▶ [INSTRUCTIONS TO FOLLOW] Quote the entries below from the line with "Target: denim jeans with worn knees" through the line with "Target: gray hooded sweatshirt", both ends included, and only those lines.

▶ [DATA EXTRACTS]
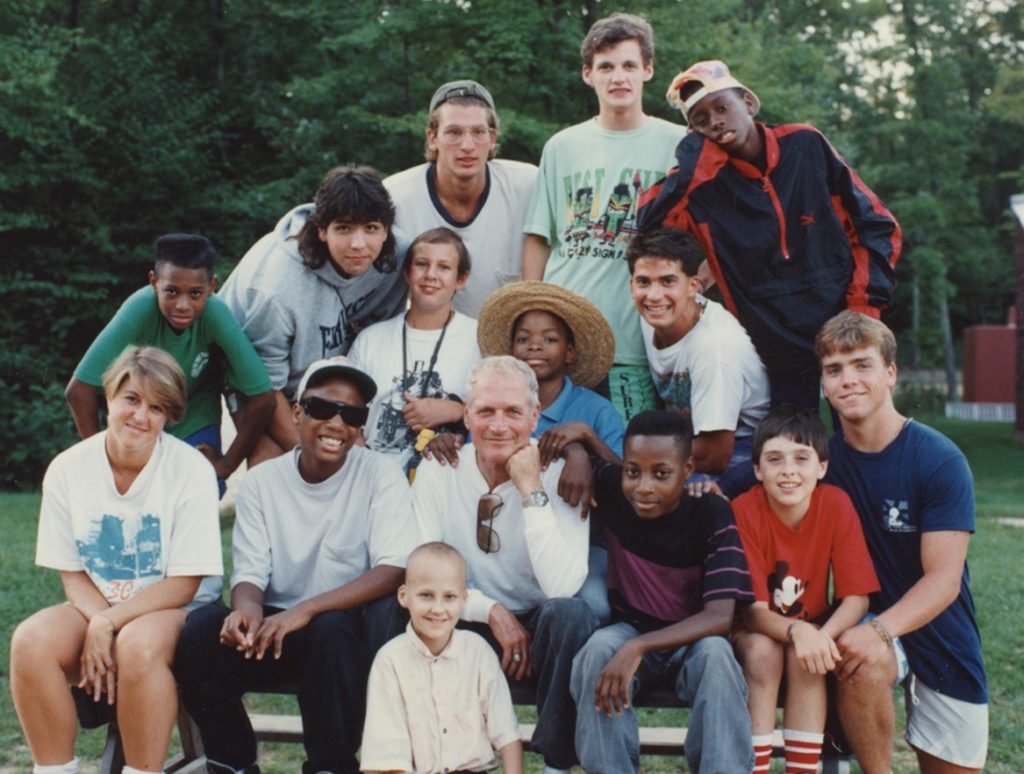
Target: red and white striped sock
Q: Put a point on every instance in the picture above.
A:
(803, 749)
(762, 753)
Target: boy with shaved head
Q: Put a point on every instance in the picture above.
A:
(437, 699)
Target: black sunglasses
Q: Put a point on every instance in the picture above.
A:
(488, 507)
(318, 409)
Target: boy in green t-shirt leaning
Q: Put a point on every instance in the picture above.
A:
(179, 313)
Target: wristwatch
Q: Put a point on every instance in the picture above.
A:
(537, 499)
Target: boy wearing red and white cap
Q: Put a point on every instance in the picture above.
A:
(792, 233)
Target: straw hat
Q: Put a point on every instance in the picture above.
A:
(595, 344)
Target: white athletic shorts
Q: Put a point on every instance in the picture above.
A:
(949, 729)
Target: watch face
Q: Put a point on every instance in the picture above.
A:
(537, 499)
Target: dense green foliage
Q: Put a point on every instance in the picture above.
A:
(123, 119)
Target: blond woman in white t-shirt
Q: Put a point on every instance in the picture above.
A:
(129, 519)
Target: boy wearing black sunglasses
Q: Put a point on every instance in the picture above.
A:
(321, 540)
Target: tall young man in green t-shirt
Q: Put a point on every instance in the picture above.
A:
(584, 207)
(178, 312)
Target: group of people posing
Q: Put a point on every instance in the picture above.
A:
(522, 445)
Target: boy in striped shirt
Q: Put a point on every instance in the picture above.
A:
(676, 575)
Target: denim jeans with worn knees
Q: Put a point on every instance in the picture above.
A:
(705, 676)
(595, 588)
(328, 661)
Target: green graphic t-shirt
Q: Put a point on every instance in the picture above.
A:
(585, 205)
(212, 351)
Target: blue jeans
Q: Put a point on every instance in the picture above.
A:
(328, 661)
(705, 675)
(558, 628)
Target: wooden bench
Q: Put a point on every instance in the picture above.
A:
(654, 740)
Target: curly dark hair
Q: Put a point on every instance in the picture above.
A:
(352, 195)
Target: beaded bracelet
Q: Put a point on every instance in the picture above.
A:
(879, 627)
(788, 630)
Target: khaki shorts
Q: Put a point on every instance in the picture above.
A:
(949, 729)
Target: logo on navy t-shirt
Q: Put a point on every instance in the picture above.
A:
(896, 516)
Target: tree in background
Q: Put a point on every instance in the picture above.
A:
(121, 120)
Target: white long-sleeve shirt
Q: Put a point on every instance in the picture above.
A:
(543, 551)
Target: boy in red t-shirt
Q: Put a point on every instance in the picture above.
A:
(794, 531)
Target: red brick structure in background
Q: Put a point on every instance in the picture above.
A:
(989, 354)
(1017, 205)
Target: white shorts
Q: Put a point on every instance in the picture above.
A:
(949, 729)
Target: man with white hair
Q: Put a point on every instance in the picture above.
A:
(525, 550)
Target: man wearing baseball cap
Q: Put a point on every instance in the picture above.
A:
(793, 235)
(320, 546)
(464, 187)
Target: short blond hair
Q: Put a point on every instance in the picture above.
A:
(156, 374)
(849, 331)
(507, 367)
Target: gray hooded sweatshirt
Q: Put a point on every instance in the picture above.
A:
(295, 314)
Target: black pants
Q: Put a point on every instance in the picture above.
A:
(328, 662)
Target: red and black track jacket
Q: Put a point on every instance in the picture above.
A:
(788, 248)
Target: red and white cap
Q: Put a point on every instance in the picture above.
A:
(713, 75)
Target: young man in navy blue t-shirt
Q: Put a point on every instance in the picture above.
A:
(913, 492)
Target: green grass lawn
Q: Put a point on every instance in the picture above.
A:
(996, 577)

▶ [PROBLEM SOLUTION]
Target: denim jeans with worn knees
Q: Put a point on every instance in the picture above.
A:
(705, 676)
(595, 588)
(328, 661)
Target: green graphic t-shirt
Q: Put a point on every instance in the picture above.
A:
(585, 205)
(212, 351)
Target: blue jeans
Q: Put a point on every instance in the picture above.
A:
(328, 661)
(705, 675)
(558, 628)
Target: wooden bench
Q: Put a point on every instance in the picture above.
A:
(654, 740)
Target: curly dark hair
Q: Put a point on every instance in the picture above.
A:
(352, 195)
Target: beaded bracelet
Q: Put a point on every instance in the picture above.
A:
(879, 627)
(788, 630)
Target: khaki shorts
Q: Put a point on every instance in the picture above.
A:
(949, 729)
Target: logo on navy t-shirt
Q: Put a point on every instance in the picture above.
A:
(896, 516)
Target: tree in background
Q: Put a point on every instance in the picture above.
A:
(121, 120)
Target: white long-sleeve shirt
Q: Put a point on every instance in the picture above.
A:
(543, 551)
Target: boy in red t-shirt
Q: Put a point on every instance in the picture above.
A:
(794, 531)
Target: red brick structure in background
Q: Put a point on every instance in the picture above.
A:
(989, 354)
(1017, 205)
Target: white shorts
Q: Put a point on every instance in the picture above.
A:
(949, 729)
Target: man with white hair
Q: Put a point on every instance in the picture above.
A:
(525, 550)
Target: man wearing baseball cap
Q: Put a point on every instance in the picture above.
A:
(793, 235)
(320, 546)
(464, 187)
Target: short blond hair
Q: Put a point on every instance in the picture above.
A:
(156, 374)
(849, 331)
(507, 367)
Target: gray hooded sweatshirt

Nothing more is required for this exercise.